(Excerpts from point annotation data)

____________________

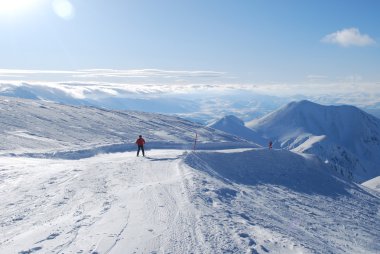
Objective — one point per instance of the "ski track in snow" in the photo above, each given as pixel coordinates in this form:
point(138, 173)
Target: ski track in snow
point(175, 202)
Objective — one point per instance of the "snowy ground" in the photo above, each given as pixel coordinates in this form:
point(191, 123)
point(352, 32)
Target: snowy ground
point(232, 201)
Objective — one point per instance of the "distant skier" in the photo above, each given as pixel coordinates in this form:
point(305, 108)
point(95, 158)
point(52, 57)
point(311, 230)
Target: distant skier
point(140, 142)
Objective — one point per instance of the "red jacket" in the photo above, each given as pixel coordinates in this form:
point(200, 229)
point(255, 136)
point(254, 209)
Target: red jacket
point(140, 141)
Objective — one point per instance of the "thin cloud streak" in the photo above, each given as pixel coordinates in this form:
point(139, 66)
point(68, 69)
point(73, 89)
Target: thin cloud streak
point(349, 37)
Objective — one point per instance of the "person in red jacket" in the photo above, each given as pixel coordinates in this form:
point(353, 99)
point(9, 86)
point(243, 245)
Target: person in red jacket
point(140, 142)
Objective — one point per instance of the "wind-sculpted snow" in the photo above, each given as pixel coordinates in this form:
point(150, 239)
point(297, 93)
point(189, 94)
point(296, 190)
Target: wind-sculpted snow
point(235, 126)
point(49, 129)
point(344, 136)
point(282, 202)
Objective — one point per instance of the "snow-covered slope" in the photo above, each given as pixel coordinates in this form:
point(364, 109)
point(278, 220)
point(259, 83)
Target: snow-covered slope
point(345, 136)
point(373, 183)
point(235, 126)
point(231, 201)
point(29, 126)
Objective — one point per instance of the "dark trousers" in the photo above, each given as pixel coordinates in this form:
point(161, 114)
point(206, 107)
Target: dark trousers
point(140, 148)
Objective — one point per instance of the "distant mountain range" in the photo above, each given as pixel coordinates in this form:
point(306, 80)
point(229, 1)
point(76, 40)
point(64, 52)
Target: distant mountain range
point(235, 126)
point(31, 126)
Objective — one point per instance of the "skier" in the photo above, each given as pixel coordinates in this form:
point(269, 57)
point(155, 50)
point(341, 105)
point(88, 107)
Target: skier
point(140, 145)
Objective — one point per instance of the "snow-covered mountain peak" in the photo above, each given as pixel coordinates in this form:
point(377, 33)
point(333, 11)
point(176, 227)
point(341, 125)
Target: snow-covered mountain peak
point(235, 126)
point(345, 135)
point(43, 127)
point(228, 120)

____________________

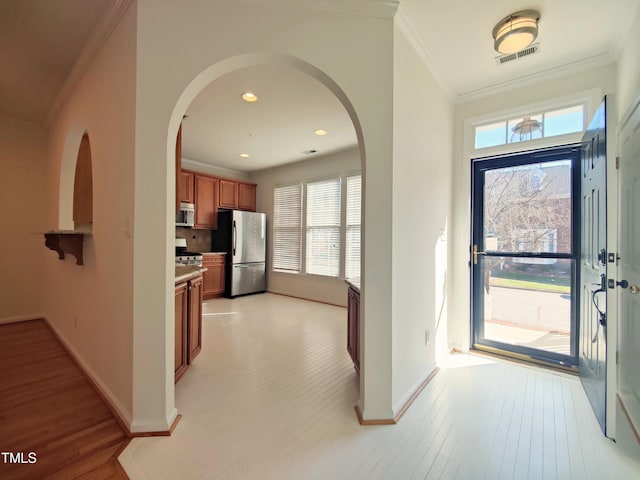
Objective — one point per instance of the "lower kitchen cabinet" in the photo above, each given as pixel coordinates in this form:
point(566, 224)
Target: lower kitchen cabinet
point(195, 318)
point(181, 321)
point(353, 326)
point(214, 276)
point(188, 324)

____________________

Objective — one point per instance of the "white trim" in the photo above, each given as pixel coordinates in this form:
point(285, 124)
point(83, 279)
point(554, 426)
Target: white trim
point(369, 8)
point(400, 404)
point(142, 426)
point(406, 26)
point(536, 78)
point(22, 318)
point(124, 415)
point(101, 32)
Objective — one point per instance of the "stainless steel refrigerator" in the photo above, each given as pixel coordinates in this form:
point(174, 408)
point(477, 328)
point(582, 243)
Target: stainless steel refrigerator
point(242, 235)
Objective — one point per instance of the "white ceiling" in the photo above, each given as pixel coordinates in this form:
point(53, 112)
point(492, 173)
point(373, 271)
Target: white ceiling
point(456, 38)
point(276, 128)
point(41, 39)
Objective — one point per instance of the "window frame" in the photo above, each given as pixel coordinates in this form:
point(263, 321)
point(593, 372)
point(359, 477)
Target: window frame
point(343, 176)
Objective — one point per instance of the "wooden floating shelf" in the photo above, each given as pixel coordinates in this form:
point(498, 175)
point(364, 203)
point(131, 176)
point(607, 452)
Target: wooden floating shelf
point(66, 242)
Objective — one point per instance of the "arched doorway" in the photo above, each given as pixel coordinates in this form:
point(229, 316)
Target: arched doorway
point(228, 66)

____________________

Show every line of the entries above that contains the string "wooden".

## Answer in full
Objective — one point per instance of the "wooden floating shelf" in the photo above, each given as pixel coordinates in this form:
Target: wooden floating shelf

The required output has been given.